### Data provided
—————
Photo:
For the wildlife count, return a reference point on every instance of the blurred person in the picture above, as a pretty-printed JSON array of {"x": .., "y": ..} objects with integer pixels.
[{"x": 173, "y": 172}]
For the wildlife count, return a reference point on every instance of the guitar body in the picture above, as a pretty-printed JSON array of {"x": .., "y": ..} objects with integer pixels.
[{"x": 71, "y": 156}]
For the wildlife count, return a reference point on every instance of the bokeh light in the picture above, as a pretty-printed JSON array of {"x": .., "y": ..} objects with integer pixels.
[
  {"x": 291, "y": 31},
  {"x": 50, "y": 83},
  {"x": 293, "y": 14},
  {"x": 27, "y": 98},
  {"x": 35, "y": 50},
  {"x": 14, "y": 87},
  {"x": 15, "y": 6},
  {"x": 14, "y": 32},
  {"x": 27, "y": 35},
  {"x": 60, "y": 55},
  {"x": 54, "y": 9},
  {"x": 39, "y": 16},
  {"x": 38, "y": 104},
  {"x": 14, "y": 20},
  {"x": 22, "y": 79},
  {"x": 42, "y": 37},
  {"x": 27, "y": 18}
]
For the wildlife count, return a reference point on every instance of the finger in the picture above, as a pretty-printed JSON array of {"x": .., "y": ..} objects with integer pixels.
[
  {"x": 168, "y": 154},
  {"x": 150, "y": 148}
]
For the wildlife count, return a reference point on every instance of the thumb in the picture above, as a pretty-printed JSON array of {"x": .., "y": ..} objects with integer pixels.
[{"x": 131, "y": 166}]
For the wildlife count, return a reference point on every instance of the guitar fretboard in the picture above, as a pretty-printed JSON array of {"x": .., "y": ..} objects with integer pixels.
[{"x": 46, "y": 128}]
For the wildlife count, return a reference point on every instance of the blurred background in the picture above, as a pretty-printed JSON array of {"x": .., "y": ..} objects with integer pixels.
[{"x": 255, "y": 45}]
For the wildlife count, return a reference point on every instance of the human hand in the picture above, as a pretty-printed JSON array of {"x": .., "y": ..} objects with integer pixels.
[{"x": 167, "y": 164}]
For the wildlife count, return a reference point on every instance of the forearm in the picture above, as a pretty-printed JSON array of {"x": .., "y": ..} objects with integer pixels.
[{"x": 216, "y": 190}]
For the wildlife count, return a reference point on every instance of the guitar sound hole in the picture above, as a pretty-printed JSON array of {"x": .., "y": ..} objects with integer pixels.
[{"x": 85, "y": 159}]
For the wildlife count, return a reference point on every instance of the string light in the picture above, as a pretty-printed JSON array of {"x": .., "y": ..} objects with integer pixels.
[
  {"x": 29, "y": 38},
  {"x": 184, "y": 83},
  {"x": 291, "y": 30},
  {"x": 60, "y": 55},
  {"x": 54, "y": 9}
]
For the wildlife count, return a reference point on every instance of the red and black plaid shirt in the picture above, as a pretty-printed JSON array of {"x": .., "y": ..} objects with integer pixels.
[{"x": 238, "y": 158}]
—————
### Brief
Please give back the entries above, unchanged and complete.

### Your response
Photo:
For the wildlife count, return a reference point on every instance of the blurred person in the picture above, as a pretty-printed JSON array of {"x": .., "y": ..} objects with integer pixels.
[{"x": 173, "y": 172}]
For the wildlife count, return a reference point on every instance of the guitar body in the picture above, as a pretty-printed JSON array of {"x": .., "y": ..} objects with integer pixels.
[{"x": 71, "y": 156}]
For the wildlife count, return a reference point on every instance of the bokeh light in the picture above, as a pretty-printed JSON array of {"x": .., "y": ..} objects with integer pixels.
[
  {"x": 291, "y": 31},
  {"x": 50, "y": 83},
  {"x": 293, "y": 14},
  {"x": 27, "y": 98},
  {"x": 35, "y": 50},
  {"x": 14, "y": 87},
  {"x": 15, "y": 6},
  {"x": 14, "y": 32},
  {"x": 27, "y": 35},
  {"x": 60, "y": 55},
  {"x": 54, "y": 9},
  {"x": 39, "y": 16},
  {"x": 38, "y": 104},
  {"x": 14, "y": 20},
  {"x": 22, "y": 79},
  {"x": 42, "y": 37},
  {"x": 27, "y": 18}
]
For the wildlife count, return a reference point on every instance of the finger in the picture above, as a pretty-printed JSON array of {"x": .., "y": ..} objects with integer pixels.
[
  {"x": 168, "y": 154},
  {"x": 150, "y": 148}
]
For the wildlife count, return a reference point on every instance of the thumb in the picture above, as a pretty-printed JSON array of {"x": .., "y": ..} objects with integer pixels.
[{"x": 131, "y": 166}]
For the wildlife count, return a reference point on every instance of the guitar fretboard in the picture above, as a pretty-printed JSON array of {"x": .., "y": ..} objects with integer pixels.
[{"x": 46, "y": 128}]
For the wildlife count, return a reference point on every instance of the blurred background in the picture above, as a pretty-printed JSON array of {"x": .., "y": ..} objects with integer pixels.
[{"x": 255, "y": 45}]
For the wildlife count, return a reference point on every instance of the human hand in the picture above, as a pretty-printed JSON array of {"x": .., "y": ..} objects with integer pixels.
[{"x": 167, "y": 164}]
For the wildlife count, return a reference point on every instance of the forearm in the picture above, as a pretty-printed JSON array of {"x": .., "y": ..} objects with integer pixels.
[{"x": 216, "y": 190}]
For the wildlife count, return a reference point on every instance of the guitar sound hole in the picture above, as a pretty-printed JSON array of {"x": .., "y": ..} objects with integer pixels.
[{"x": 85, "y": 159}]
For the wildlife count, return a reference point on every instance of the string light in the picture above, as a pretty-printed JSON array of {"x": .., "y": ..} objects with integer pixels.
[
  {"x": 29, "y": 38},
  {"x": 184, "y": 83},
  {"x": 291, "y": 30},
  {"x": 60, "y": 55},
  {"x": 54, "y": 9}
]
For the wildlife count, return a reference point on every instance of the red and black plaid shirt in the picture above, as a pretty-printed JSON array of {"x": .., "y": ..} objects with integer pixels.
[{"x": 238, "y": 158}]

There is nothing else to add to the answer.